Problemas e tarefas
a. Indique se cada afirmação concorda com a notícia sobre o pedido da África do Sul à ONU para Gaza, justificando com as palavras da notícia: (i) o apelo foi feito a 30 de outubro de 2023; (ii) o ataque do Hamas de 7 de outubro causou cerca de 3000 mortos israelitas; (iii) o número de mais de oito mil mortos em Gaza é indicado pelas autoridades de saúde locais.
b. Segundo a notícia sobre o pedido da África do Sul à ONU, por que motivo o Ministério dos Negócios Estrangeiros sul-africano considera necessária uma ação global séria? Responda com uma a três frases.
c. Prossiga a notícia sobre o pedido da África do Sul à ONU para Gaza a partir da última frase apresentada.

Documento

-*-

África do Sul Pede Força Da ONU Para Gaza.
Nesta segunda-feira, 30 de Outubro de 2023, a África do Sul fez um apelo urgente às Nações Unidas, solicitando o envio imediato de uma força de proteção a Gaza para garantir a segurança dos civis perante os contínuos ataques israelitas.
O Ministério dos Negócios Estrangeiros emitiu um comunicado em que reforça a necessidade de uma ação global séria, à luz do elevado número astronómico de não combatentes, incluindo mais de 3000 crianças que perderam a vida.
O Pedido da África do Sul
Este pedido ocorre num contexto em que Israel continua a realizar intensos bombardeamentos aéreos e de artilharia em Gaza, simultaneamente com a expansão das operações terrestres das forças israelitas.
A guerra entre Israel e o grupo militante palestiniano Hamas foi desencadeada após um ataque transfronteiriço mortal do Hamas a partir da Faixa de Gaza, a 7 de Outubro de 2023, resultando na morte de cerca de 1.400 civis e soldados israelitas.
No entanto, as autoridades de saúde em Gaza, sob o controlo do Hamas, alegam que, desde então, mais de oito mil pessoas perderam a vida, incluindo muitas mulheres e crianças. Organizações humanitárias têm enfrentado dificuldades para prestar auxílio a estas pessoas.

-*-

Itens do conjunto
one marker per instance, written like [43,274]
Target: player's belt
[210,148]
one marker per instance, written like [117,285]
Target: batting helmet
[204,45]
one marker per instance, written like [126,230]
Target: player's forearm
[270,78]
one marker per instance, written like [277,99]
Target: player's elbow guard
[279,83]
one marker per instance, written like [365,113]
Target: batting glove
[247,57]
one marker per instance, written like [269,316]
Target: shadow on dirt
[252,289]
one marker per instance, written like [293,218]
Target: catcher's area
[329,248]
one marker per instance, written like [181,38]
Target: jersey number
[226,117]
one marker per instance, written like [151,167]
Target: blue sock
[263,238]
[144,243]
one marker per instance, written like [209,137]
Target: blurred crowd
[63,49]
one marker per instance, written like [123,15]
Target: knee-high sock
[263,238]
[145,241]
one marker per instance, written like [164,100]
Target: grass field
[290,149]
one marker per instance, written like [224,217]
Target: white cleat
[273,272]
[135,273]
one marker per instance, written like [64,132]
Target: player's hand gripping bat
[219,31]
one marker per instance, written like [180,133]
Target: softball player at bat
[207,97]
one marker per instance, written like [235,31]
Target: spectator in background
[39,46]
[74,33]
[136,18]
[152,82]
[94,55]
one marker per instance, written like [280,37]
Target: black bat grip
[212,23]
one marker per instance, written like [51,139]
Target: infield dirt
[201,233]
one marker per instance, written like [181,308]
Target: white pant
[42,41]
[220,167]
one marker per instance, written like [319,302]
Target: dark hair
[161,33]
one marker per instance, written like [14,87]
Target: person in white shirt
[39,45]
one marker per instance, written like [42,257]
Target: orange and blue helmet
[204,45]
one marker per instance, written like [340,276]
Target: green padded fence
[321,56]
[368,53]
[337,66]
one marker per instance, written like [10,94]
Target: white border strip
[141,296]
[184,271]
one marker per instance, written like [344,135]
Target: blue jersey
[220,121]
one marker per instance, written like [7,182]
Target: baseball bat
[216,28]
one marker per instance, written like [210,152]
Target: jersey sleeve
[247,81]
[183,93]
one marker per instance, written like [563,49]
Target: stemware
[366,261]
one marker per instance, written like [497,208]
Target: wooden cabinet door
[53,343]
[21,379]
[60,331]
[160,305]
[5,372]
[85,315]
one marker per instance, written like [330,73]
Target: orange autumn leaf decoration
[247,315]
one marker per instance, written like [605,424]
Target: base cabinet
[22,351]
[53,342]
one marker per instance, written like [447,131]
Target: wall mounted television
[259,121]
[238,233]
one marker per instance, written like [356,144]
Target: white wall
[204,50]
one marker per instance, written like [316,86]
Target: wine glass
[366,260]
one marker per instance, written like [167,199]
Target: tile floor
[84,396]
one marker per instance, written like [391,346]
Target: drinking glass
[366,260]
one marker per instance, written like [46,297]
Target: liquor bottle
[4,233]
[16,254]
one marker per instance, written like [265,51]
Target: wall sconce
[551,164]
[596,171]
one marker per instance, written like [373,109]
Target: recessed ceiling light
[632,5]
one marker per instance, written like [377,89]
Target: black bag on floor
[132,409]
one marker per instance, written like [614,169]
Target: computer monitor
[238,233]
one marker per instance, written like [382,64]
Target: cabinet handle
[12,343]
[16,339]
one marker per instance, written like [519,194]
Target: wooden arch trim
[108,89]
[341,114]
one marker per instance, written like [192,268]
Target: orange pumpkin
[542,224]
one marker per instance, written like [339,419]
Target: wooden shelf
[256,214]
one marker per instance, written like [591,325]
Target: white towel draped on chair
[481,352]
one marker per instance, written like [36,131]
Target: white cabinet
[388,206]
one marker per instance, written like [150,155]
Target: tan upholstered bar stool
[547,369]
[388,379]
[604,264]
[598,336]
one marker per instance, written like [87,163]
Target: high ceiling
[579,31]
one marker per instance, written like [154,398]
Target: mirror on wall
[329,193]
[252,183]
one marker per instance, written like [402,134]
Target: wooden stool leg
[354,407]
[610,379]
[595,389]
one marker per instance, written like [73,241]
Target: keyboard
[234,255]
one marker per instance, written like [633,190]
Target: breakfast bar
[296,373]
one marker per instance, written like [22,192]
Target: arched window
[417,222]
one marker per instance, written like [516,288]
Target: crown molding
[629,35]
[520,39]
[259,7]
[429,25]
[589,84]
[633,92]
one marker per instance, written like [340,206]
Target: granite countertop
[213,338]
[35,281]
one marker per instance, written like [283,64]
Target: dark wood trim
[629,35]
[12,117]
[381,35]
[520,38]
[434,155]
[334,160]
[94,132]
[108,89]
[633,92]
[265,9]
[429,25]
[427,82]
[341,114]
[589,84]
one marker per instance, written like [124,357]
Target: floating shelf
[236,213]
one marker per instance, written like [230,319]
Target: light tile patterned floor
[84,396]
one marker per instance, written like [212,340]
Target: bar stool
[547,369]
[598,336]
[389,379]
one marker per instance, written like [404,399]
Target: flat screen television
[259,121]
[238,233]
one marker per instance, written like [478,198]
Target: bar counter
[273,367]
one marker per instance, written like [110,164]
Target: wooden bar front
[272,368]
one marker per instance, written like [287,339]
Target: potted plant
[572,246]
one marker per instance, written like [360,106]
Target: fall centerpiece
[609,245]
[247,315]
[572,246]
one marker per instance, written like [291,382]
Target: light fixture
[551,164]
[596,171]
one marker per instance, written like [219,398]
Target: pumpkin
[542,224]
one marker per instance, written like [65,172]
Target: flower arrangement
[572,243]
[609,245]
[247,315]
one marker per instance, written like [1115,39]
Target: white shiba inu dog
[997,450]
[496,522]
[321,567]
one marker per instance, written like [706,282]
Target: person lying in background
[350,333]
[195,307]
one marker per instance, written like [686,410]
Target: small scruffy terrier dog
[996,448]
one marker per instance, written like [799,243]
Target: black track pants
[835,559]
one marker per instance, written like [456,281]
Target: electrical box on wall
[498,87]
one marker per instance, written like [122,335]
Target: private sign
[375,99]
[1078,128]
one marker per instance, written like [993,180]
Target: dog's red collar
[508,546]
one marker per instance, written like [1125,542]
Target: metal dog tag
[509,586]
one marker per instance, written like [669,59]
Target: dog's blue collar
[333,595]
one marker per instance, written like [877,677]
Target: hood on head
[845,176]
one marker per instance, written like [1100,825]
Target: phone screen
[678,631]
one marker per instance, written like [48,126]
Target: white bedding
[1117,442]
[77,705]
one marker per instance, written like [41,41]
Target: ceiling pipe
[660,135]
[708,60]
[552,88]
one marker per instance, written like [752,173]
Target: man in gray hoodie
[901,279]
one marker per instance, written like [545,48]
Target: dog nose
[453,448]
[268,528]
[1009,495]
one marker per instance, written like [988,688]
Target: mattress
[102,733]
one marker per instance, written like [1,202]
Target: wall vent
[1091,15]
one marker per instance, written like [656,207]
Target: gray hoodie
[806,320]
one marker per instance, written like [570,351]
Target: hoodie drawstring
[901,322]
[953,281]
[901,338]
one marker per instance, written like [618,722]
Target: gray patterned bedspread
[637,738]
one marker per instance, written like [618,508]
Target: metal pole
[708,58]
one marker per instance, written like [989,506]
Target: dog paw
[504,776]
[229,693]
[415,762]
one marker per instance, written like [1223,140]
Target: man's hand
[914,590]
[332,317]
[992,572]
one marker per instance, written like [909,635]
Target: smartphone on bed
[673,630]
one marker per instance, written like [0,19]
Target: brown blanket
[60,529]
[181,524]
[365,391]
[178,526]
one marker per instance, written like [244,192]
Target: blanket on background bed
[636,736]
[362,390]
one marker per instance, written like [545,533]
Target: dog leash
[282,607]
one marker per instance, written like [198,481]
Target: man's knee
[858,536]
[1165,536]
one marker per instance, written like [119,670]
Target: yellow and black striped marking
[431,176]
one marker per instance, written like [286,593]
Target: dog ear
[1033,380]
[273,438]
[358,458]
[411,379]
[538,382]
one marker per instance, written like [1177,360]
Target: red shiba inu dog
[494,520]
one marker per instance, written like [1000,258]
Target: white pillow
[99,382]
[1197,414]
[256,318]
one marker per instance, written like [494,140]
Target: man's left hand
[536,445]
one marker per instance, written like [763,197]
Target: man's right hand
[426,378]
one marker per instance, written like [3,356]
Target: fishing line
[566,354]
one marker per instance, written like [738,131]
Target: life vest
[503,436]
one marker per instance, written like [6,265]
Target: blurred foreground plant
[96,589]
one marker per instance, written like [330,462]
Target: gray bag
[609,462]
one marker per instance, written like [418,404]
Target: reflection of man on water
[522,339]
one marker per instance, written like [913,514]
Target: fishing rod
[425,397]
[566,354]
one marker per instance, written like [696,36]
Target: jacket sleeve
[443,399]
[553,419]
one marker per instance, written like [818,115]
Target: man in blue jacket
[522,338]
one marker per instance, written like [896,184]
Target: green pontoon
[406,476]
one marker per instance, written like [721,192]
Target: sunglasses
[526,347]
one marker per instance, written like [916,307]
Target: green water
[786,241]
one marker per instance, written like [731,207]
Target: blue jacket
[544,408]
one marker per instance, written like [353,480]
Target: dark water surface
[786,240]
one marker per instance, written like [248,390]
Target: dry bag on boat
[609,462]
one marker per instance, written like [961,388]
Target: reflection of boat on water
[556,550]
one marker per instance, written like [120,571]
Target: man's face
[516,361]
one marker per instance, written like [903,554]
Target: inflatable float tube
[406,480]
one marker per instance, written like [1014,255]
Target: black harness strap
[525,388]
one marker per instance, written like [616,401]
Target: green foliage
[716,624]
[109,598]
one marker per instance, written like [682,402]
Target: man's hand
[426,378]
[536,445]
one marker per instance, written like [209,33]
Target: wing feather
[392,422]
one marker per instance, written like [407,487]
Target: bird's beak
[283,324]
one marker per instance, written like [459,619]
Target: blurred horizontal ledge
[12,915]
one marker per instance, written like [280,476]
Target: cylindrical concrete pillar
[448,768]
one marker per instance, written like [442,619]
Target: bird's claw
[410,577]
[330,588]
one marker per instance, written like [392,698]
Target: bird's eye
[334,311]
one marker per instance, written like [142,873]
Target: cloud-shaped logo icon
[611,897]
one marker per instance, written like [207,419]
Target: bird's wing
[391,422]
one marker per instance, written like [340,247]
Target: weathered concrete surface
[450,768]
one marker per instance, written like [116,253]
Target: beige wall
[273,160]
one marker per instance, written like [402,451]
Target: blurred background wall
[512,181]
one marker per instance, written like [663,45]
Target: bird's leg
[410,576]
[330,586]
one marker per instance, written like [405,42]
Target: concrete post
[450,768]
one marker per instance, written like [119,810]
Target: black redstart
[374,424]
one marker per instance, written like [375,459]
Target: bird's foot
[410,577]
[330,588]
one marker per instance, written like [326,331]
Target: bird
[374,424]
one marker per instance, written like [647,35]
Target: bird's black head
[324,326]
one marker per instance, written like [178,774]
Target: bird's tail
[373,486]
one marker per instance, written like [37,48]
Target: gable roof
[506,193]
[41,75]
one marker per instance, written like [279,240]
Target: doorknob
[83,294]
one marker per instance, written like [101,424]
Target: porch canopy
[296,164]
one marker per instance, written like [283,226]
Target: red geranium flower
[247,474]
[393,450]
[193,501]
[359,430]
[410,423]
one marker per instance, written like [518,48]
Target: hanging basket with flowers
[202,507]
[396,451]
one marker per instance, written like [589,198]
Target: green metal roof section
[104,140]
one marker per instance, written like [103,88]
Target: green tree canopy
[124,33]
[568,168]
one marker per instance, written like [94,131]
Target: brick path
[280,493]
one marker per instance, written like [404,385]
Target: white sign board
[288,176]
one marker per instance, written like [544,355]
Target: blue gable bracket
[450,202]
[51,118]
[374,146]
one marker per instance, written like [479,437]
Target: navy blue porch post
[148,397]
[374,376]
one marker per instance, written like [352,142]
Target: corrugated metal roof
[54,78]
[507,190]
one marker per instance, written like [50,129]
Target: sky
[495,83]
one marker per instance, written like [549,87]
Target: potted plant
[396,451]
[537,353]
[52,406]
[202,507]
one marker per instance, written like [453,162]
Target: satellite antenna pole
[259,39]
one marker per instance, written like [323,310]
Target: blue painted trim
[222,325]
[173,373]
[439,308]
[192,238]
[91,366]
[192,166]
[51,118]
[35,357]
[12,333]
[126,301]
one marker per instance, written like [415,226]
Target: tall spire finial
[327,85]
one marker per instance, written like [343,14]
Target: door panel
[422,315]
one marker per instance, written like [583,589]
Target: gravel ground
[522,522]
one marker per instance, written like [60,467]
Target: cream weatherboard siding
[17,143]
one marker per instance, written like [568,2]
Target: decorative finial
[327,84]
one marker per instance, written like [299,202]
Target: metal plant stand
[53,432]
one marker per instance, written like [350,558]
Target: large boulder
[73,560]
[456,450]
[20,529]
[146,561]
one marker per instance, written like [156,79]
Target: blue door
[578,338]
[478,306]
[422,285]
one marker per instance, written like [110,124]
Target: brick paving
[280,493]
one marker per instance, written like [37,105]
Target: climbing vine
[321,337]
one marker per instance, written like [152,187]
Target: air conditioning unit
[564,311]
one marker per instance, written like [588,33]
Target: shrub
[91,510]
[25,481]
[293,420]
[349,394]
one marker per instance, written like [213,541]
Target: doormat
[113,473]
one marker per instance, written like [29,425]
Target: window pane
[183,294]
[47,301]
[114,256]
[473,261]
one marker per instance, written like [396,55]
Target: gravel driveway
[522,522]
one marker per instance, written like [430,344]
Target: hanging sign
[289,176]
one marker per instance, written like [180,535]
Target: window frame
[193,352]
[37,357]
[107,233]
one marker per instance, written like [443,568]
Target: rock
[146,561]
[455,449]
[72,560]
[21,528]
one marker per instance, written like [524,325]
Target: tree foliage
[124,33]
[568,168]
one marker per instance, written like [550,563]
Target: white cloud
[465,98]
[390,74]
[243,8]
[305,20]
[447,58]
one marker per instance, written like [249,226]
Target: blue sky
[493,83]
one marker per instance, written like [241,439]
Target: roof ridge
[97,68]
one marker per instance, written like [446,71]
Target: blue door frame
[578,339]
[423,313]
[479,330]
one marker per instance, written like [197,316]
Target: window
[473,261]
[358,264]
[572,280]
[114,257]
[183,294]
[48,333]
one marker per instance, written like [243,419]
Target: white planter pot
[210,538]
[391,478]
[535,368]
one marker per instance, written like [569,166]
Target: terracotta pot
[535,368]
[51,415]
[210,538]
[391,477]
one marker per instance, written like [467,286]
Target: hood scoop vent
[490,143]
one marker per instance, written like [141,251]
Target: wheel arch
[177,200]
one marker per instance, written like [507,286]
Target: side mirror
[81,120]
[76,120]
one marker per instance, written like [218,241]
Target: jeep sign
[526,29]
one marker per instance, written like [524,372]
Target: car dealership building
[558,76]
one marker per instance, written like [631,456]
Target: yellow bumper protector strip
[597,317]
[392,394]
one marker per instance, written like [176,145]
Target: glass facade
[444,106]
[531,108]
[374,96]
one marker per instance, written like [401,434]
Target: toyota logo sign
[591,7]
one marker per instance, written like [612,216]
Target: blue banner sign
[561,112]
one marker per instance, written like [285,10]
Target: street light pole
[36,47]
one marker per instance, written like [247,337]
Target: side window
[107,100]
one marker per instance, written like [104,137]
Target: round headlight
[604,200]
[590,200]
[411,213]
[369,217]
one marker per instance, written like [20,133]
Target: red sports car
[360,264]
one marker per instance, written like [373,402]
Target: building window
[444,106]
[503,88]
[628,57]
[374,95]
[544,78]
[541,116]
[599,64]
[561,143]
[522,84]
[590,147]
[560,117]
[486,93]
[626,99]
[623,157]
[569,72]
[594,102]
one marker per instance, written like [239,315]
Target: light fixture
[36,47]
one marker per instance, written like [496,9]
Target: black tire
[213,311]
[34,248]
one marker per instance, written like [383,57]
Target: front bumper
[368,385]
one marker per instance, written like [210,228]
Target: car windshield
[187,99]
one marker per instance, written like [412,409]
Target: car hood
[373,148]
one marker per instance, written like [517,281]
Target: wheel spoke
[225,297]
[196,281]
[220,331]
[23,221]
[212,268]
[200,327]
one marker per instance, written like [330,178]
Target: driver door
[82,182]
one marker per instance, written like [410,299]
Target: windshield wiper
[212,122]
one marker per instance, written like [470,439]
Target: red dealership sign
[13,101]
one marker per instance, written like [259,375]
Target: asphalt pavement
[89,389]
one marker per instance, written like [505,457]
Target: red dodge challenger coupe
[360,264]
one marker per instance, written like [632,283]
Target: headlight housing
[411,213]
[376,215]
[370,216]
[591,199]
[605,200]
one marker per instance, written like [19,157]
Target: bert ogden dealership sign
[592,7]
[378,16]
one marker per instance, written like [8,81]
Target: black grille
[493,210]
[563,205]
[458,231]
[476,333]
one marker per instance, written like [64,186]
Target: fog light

-*-

Resultados por tarefa
a.
(i) Sim: "Nesta segunda-feira, 30 de Outubro de 2023, a África do Sul fez um apelo urgente às Nações Unidas".
(ii) Não: "resultando na morte de cerca de 1.400 civis e soldados israelitas".
(iii) Sim: "as autoridades de saúde em Gaza, sob o controlo do Hamas, alegam que, desde então, mais de oito mil pessoas perderam a vida".

b. O Ministério considera necessária uma ação global séria devido ao elevado número de não combatentes que perderam a vida. Entre estas vítimas contam-se mais de 3000 crianças.

c.
Crescem os apelos internacionais para proteger os civis palestinianos, que se encontram encurralados no conflito. A África do Sul, com a sua longa história de defesa da paz na região e o seu passado de apartheid, comparou a situação dos palestinianos à sua própria experiência.
No entanto, ao solicitar uma força de proteção da ONU, a África do Sul foi além do que a maioria das nações defendeu, já que algumas apenas apelaram a um cessar-fogo ou à abertura de corredores humanitários.
As Divisões na África do Sul
O conflito Israel-Palestina continua a dividir os políticos sul-africanos, revelando alianças históricas e posições variadas.
O ataque do Hamas a Israel gerou respostas diversificadas no cenário da política sul-africana. Essas reações refletem a longa história do envolvimento da África do Sul no conflito israelo-palestiniano que remonta a antes do estabelecimento da democracia em 1994 e tem um significado simbólico para muitos no país.
Assim como aconteceu com a guerra na Ucrânia, a postura perante este conflito permite às partes extremar as suas posições na luta contra ou a favor da influência ocidental global.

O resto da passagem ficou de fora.